> PROMPT
Reproduce the data exactly as it stands.

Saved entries
■ ■ ■ ■ ■ ■ ■

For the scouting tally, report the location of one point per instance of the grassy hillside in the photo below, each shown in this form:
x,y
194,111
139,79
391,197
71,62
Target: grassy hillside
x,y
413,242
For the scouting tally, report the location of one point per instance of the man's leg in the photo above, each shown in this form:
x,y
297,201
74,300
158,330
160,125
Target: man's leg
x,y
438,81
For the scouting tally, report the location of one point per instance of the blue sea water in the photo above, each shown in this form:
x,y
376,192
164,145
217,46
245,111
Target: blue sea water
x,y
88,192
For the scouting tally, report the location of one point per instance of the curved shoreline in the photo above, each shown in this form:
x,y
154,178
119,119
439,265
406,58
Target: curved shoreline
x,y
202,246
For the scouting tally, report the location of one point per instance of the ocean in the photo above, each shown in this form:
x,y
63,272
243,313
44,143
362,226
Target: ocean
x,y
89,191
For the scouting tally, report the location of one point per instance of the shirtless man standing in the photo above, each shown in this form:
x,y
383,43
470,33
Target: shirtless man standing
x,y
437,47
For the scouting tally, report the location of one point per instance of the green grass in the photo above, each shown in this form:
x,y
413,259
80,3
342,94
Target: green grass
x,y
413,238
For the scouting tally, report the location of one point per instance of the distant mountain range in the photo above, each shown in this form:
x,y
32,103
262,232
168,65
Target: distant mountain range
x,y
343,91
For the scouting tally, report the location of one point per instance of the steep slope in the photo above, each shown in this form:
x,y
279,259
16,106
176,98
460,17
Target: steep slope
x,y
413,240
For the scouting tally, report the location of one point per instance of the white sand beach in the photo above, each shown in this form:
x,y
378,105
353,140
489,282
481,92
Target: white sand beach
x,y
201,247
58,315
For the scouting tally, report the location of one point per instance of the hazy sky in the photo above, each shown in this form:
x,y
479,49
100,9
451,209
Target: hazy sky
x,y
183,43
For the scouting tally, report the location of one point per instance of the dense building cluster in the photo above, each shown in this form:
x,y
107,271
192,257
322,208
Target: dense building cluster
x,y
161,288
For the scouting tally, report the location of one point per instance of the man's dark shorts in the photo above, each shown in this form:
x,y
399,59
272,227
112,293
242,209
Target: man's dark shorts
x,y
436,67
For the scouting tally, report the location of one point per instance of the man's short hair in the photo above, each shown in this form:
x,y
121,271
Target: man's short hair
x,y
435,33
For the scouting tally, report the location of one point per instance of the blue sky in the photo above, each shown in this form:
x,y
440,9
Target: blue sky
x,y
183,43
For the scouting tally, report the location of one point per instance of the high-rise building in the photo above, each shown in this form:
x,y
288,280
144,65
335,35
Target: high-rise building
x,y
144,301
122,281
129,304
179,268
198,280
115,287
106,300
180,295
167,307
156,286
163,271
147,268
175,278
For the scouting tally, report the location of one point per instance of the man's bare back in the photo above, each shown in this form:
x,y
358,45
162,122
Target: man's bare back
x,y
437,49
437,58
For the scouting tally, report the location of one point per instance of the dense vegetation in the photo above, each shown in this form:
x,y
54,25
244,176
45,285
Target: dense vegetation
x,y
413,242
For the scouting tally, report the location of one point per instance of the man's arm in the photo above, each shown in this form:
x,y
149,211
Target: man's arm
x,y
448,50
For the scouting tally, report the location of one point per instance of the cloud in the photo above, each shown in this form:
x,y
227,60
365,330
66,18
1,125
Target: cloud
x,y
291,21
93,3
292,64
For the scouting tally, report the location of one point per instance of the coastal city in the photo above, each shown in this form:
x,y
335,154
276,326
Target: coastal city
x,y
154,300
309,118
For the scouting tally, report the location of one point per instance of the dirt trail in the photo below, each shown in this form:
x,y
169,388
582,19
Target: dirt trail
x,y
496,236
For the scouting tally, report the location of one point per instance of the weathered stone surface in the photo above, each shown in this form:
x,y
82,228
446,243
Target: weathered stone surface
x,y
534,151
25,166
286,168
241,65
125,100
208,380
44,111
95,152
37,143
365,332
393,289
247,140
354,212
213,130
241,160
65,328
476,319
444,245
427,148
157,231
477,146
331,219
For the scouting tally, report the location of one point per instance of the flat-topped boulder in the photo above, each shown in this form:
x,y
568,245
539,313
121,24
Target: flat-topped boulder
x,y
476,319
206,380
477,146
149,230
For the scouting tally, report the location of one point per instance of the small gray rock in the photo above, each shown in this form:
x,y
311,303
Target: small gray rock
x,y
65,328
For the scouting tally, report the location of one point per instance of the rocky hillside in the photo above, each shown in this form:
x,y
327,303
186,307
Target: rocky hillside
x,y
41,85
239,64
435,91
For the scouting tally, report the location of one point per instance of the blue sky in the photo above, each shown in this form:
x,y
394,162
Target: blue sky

■ ■ ■ ■ ■ ■ ■

> EXERCISE RESPONSE
For the scouting tally, report the location of one point per instance of the grassy hillside in the photo below, each shown in this form:
x,y
194,111
139,79
391,197
71,62
Target: grassy hillside
x,y
413,242
For the scouting tally, report the location of one point per instance of the man's leg in the photo above, each shown in this form:
x,y
297,201
74,300
158,330
160,125
Target: man's leg
x,y
438,81
For the scouting tally, report the location of one point per instance of the blue sea water in the photo above, each shown in this form:
x,y
376,192
164,145
217,46
245,111
Target: blue sea water
x,y
88,192
For the scouting tally, report the location of one point per instance of the curved shoreline in the photo above, each shown in this form:
x,y
154,178
119,119
439,265
406,58
Target: curved shoreline
x,y
202,246
For the scouting tally, report the location of one point per instance of the ocean in the photo above, each shown in this form:
x,y
63,272
243,313
44,143
362,226
Target: ocean
x,y
89,191
For the scouting tally, report the location of one point per instance of the shirtless man standing in the photo above, each shown in this form:
x,y
383,43
470,33
Target: shirtless man standing
x,y
437,47
For the scouting tally, report the location of one point per instance of the green grass in the photo above, each shown in this form:
x,y
413,259
80,3
342,94
Target: green grass
x,y
413,238
For the scouting tally, report the location of one point per instance of the distant mountain range in the photo above, each shown in this form:
x,y
32,103
262,232
168,65
Target: distant mountain range
x,y
343,91
For the scouting tally, report the location of one point per instance of the steep slope in the photo above, each shown in this form:
x,y
279,259
16,106
176,98
460,17
Target: steep slope
x,y
413,240
For the scouting tally, report the location of one point per instance of the white sand beach in the photo above, each shown in this form:
x,y
378,105
353,140
489,282
481,92
Target: white sand beach
x,y
201,247
58,315
For the scouting tally, report the location of one point per instance of the hazy sky in the photo above, each shown in this form:
x,y
479,49
100,9
451,209
Target: hazy sky
x,y
183,43
For the scouting tally, report the location of one point per instance of the dense building cluster in the photo above, each shown in this form:
x,y
107,271
192,257
322,208
Target: dense building cluster
x,y
161,288
For the scouting tally, report the location of one point per instance of the man's dark shorts in the photo above, each shown in this form:
x,y
399,59
272,227
112,293
242,209
Target: man's dark shorts
x,y
436,67
For the scouting tally, report the location of one point per instance of the man's short hair in the photo above, each shown in this form:
x,y
121,271
Target: man's short hair
x,y
435,33
For the scouting tally, report the location of one point per instance of the blue sky in the photo above, each shown in this form:
x,y
440,9
Target: blue sky
x,y
183,43
For the scouting tally, report the location of one point per instance of the high-rise building in the photo above, each shown in this form:
x,y
288,280
144,65
335,35
Target: high-rise building
x,y
144,301
122,281
129,304
179,268
198,280
115,287
106,300
180,295
167,307
156,286
163,271
147,268
175,278
For the scouting tally, report the location of one point per instance of the man's bare back in the photo above, each shown in this form:
x,y
358,45
162,122
Target: man's bare back
x,y
437,49
437,58
For the scouting tally, report the location of one point per instance of the dense vegetation in the photo above, each shown in this form:
x,y
54,25
244,176
45,285
Target: dense vegetation
x,y
413,242
For the scouting tally, report the location of one point per instance of the man's arm in the photo above, each shown in this form:
x,y
149,211
Target: man's arm
x,y
448,50
For the scouting tally, report the location of one point per instance of the cloud in the photo above, each shown in this form:
x,y
227,60
365,330
66,18
1,125
Target: cloud
x,y
291,21
93,3
292,64
For the scouting tally, report the location of one point per instance of the coastal city in the photo above, each shown in this form:
x,y
335,154
276,326
Target: coastal city
x,y
154,300
309,118
For the scouting tally, report the location of one point per instance of the dirt trail in the photo below, each shown in this form:
x,y
169,388
582,19
Target: dirt trail
x,y
496,236
For the scouting tally, report the location of one point per instance of the weathered stone surface in the photo above, each shown in this form:
x,y
82,228
446,243
Target: weathered stone surface
x,y
534,151
25,166
286,168
241,65
125,100
208,380
44,111
95,152
37,143
365,332
393,289
247,140
354,212
213,130
241,160
65,328
476,319
444,245
427,148
157,231
477,146
331,219
For the scouting tally, report the location of one point per instance of the flat-topped boulder in the photo above, each shown in this form:
x,y
568,245
539,313
121,24
Target: flat-topped boulder
x,y
476,319
206,380
477,146
149,230
For the scouting tally, report the location of one point per instance of the small gray rock in the photo above, each shown in this form:
x,y
311,303
Target: small gray rock
x,y
65,328
For the scouting tally, report the location of one point per instance of the rocky hillside in the photo above, each shown in this form:
x,y
327,303
186,307
Target: rocky hillside
x,y
41,85
239,64
435,91
For the scouting tally, report the location of one point per instance of the blue sky in the photo above, each shown in this form:
x,y
394,162
Target: blue sky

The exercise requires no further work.